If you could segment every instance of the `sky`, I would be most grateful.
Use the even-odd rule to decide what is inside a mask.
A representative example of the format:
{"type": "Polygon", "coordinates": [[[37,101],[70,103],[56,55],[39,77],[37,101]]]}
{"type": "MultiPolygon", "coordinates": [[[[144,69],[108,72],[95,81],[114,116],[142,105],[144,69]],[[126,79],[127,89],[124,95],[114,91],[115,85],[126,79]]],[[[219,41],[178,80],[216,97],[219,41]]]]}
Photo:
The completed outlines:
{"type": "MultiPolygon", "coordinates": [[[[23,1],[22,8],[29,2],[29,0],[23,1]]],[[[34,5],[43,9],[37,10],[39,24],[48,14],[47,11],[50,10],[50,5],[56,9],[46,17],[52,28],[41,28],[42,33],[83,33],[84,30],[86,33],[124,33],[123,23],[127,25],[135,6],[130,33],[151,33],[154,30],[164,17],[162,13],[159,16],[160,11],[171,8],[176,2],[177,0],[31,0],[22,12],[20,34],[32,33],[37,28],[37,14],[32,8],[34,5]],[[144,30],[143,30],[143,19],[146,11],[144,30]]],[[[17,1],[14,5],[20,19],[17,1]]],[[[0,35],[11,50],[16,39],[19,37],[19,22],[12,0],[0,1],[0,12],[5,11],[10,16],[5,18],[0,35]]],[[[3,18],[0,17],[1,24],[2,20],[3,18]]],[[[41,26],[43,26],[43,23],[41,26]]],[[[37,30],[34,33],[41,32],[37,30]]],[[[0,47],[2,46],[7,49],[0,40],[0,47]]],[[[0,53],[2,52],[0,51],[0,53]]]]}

::::::::::

■ **THE EXERCISE**:
Rewrite the material above, replacing "sky" with "sea" and leaving everything else unchanged.

■ **RESPONSE**:
If you could segment every instance of the `sea`, I would be most grateful.
Use the even-odd rule to decide what is inside a mask.
A representative example of the format:
{"type": "Polygon", "coordinates": [[[37,101],[70,103],[56,55],[39,77],[37,101]]]}
{"type": "MultiPolygon", "coordinates": [[[[144,69],[108,72],[95,81],[114,116],[142,105],[144,69]],[[126,79],[127,89],[124,95],[114,91],[115,85],[126,79]]],[[[219,41],[178,80],[216,97],[219,41]]]]}
Photo:
The completed outlines:
{"type": "MultiPolygon", "coordinates": [[[[23,1],[22,8],[29,2],[29,0],[23,1]]],[[[34,5],[43,9],[37,10],[39,24],[48,14],[47,11],[50,10],[50,5],[56,9],[46,17],[52,28],[41,28],[42,33],[83,33],[84,30],[86,33],[124,33],[123,23],[127,25],[135,6],[130,33],[151,33],[154,30],[164,17],[162,13],[159,16],[160,11],[171,8],[176,2],[177,0],[31,0],[22,12],[20,34],[32,33],[37,28],[37,14],[32,8],[34,5]],[[144,30],[143,30],[143,19],[146,11],[144,30]]],[[[17,1],[14,5],[20,19],[17,1]]],[[[0,35],[11,50],[16,39],[19,37],[19,22],[12,0],[0,1],[0,12],[5,11],[10,16],[5,18],[0,35]]],[[[3,18],[0,17],[1,24],[2,20],[3,18]]],[[[41,26],[43,26],[43,23],[41,26]]],[[[37,30],[34,33],[41,32],[37,30]]],[[[0,47],[2,46],[7,49],[0,40],[0,47]]],[[[0,53],[2,52],[0,51],[0,53]]]]}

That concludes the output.